Filter the records below for the word "blue". Keep each line that has it.

Region pointing data:
________________________________________

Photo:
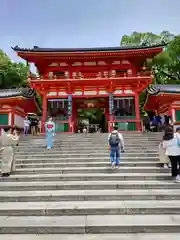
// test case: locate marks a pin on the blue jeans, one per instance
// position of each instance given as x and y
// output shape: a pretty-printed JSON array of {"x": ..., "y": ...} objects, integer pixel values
[
  {"x": 115, "y": 155},
  {"x": 49, "y": 138}
]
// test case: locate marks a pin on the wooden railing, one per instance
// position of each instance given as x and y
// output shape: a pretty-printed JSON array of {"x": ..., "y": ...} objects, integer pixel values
[{"x": 117, "y": 76}]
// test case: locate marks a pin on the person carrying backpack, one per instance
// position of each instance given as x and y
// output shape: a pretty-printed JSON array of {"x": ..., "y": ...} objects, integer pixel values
[{"x": 116, "y": 145}]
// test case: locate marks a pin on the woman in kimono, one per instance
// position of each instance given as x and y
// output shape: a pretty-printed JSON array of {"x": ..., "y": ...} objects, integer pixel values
[
  {"x": 8, "y": 142},
  {"x": 50, "y": 132}
]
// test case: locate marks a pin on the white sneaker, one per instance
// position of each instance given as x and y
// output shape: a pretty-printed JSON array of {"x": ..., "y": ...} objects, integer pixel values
[{"x": 177, "y": 179}]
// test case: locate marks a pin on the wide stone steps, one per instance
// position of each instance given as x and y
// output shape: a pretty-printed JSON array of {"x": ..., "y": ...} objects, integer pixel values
[
  {"x": 66, "y": 170},
  {"x": 86, "y": 177},
  {"x": 72, "y": 189},
  {"x": 90, "y": 195},
  {"x": 85, "y": 185},
  {"x": 89, "y": 208},
  {"x": 83, "y": 155},
  {"x": 138, "y": 236},
  {"x": 93, "y": 224},
  {"x": 85, "y": 164},
  {"x": 84, "y": 160}
]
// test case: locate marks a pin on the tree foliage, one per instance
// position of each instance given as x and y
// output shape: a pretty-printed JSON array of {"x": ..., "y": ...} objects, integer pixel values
[{"x": 12, "y": 75}]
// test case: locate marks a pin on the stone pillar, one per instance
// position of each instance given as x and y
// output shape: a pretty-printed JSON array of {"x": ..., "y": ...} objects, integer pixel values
[
  {"x": 70, "y": 122},
  {"x": 111, "y": 108}
]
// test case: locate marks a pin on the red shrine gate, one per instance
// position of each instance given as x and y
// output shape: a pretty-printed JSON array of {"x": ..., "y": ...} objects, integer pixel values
[{"x": 116, "y": 75}]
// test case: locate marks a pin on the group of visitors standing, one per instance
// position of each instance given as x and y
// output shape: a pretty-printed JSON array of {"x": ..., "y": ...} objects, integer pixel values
[
  {"x": 32, "y": 125},
  {"x": 171, "y": 146},
  {"x": 156, "y": 123},
  {"x": 9, "y": 141}
]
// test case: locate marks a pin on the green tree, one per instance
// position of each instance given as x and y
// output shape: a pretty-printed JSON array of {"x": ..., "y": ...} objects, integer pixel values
[
  {"x": 166, "y": 65},
  {"x": 12, "y": 75}
]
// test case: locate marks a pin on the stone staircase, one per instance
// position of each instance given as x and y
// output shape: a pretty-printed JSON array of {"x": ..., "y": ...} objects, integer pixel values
[{"x": 72, "y": 192}]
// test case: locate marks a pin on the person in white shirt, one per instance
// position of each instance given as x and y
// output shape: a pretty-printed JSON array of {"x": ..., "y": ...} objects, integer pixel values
[
  {"x": 116, "y": 146},
  {"x": 26, "y": 125},
  {"x": 172, "y": 150}
]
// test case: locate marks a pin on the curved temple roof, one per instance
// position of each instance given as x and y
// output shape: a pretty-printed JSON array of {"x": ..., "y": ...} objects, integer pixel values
[
  {"x": 166, "y": 89},
  {"x": 19, "y": 92},
  {"x": 100, "y": 49}
]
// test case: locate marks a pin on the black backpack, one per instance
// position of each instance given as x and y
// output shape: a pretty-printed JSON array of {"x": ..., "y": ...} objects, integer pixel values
[{"x": 114, "y": 139}]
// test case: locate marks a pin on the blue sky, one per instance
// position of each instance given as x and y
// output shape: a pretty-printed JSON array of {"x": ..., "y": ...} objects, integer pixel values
[{"x": 82, "y": 23}]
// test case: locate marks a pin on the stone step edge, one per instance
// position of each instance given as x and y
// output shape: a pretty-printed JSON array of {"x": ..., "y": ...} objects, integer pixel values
[
  {"x": 130, "y": 236},
  {"x": 91, "y": 224},
  {"x": 88, "y": 183},
  {"x": 110, "y": 192}
]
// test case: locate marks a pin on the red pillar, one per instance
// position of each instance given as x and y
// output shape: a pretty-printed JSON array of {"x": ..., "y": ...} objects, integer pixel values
[
  {"x": 138, "y": 118},
  {"x": 44, "y": 116}
]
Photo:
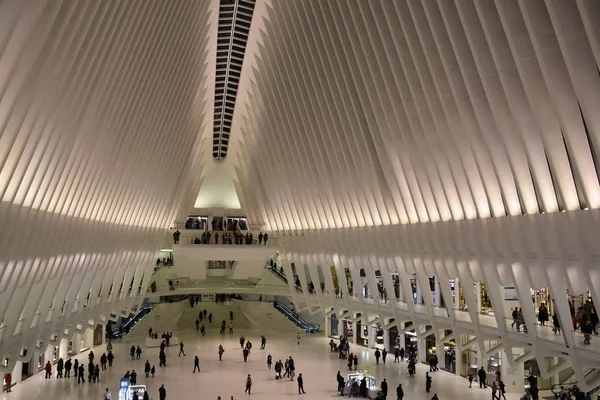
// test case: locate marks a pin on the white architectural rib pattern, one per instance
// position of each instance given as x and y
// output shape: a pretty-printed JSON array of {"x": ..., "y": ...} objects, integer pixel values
[
  {"x": 101, "y": 109},
  {"x": 419, "y": 111},
  {"x": 430, "y": 138}
]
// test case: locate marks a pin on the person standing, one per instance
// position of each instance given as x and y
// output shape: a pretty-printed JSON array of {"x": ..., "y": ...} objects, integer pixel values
[
  {"x": 248, "y": 385},
  {"x": 502, "y": 389},
  {"x": 8, "y": 379},
  {"x": 300, "y": 384},
  {"x": 482, "y": 377},
  {"x": 340, "y": 380},
  {"x": 427, "y": 382},
  {"x": 68, "y": 366},
  {"x": 110, "y": 357},
  {"x": 48, "y": 369},
  {"x": 80, "y": 376},
  {"x": 400, "y": 392},
  {"x": 59, "y": 367},
  {"x": 221, "y": 351}
]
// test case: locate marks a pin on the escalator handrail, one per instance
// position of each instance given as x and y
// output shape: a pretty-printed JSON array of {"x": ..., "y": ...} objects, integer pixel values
[
  {"x": 294, "y": 317},
  {"x": 281, "y": 275},
  {"x": 133, "y": 321}
]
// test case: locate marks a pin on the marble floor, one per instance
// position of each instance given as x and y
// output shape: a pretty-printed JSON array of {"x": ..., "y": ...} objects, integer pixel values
[{"x": 227, "y": 378}]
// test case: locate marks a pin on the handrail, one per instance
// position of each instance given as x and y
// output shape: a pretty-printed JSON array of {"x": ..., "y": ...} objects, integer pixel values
[
  {"x": 281, "y": 274},
  {"x": 295, "y": 318},
  {"x": 131, "y": 322},
  {"x": 556, "y": 388}
]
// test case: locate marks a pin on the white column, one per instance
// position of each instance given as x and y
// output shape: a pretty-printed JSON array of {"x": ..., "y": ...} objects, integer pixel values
[
  {"x": 63, "y": 349},
  {"x": 438, "y": 292},
  {"x": 17, "y": 373},
  {"x": 89, "y": 338},
  {"x": 371, "y": 336},
  {"x": 513, "y": 378},
  {"x": 386, "y": 340}
]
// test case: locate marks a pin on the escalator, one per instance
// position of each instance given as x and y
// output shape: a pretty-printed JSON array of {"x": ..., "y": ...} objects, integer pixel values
[
  {"x": 127, "y": 324},
  {"x": 279, "y": 272},
  {"x": 295, "y": 318},
  {"x": 571, "y": 384}
]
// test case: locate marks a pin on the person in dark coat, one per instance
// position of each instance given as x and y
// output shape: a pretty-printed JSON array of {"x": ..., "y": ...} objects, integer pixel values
[
  {"x": 68, "y": 366},
  {"x": 427, "y": 382},
  {"x": 80, "y": 376},
  {"x": 300, "y": 384},
  {"x": 340, "y": 380},
  {"x": 482, "y": 377},
  {"x": 59, "y": 368},
  {"x": 384, "y": 388},
  {"x": 400, "y": 392}
]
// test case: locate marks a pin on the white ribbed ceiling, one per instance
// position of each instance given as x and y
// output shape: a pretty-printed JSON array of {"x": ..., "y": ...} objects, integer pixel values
[{"x": 364, "y": 113}]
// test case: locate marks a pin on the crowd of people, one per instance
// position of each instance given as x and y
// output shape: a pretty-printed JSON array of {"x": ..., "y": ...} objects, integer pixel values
[{"x": 228, "y": 238}]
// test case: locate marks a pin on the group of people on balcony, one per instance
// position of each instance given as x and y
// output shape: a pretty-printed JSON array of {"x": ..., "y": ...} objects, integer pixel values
[{"x": 231, "y": 238}]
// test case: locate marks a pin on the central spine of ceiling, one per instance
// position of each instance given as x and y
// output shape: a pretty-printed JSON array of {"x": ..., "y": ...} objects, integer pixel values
[{"x": 235, "y": 17}]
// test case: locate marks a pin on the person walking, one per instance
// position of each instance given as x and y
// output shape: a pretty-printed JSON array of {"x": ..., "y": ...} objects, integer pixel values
[
  {"x": 399, "y": 392},
  {"x": 481, "y": 374},
  {"x": 48, "y": 369},
  {"x": 494, "y": 391},
  {"x": 248, "y": 385},
  {"x": 68, "y": 366},
  {"x": 81, "y": 376},
  {"x": 300, "y": 384},
  {"x": 59, "y": 368},
  {"x": 340, "y": 380},
  {"x": 502, "y": 389},
  {"x": 110, "y": 357},
  {"x": 427, "y": 382},
  {"x": 8, "y": 379}
]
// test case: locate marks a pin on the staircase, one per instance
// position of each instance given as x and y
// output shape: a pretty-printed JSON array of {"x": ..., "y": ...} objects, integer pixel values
[{"x": 295, "y": 318}]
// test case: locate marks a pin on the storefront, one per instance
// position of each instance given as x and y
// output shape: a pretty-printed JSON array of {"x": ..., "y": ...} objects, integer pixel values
[
  {"x": 348, "y": 329},
  {"x": 333, "y": 326},
  {"x": 393, "y": 337}
]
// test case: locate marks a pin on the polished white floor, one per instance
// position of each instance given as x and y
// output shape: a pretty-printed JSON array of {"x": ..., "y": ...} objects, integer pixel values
[{"x": 227, "y": 378}]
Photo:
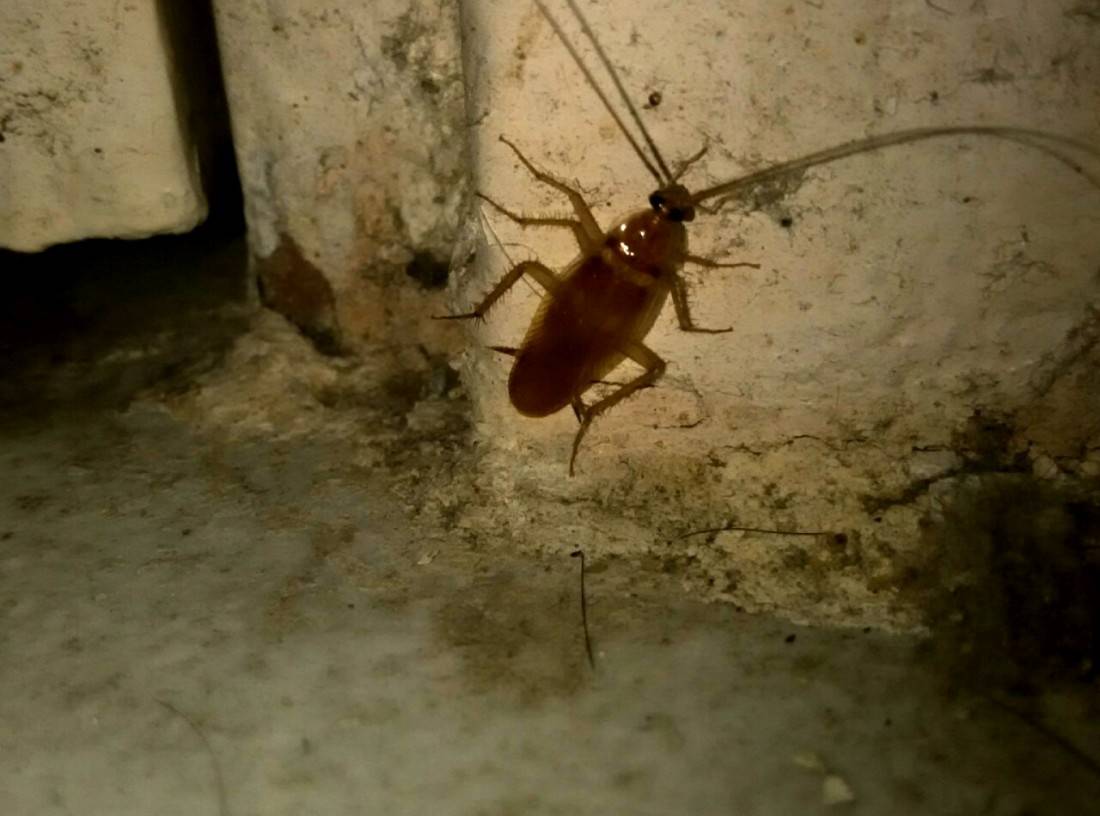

________________________________________

▶ **Answer to this exercise**
// test case: locate marks a pin on the blue jeans, one per instance
// test case: locate marks a pin on the blue sky, one per instance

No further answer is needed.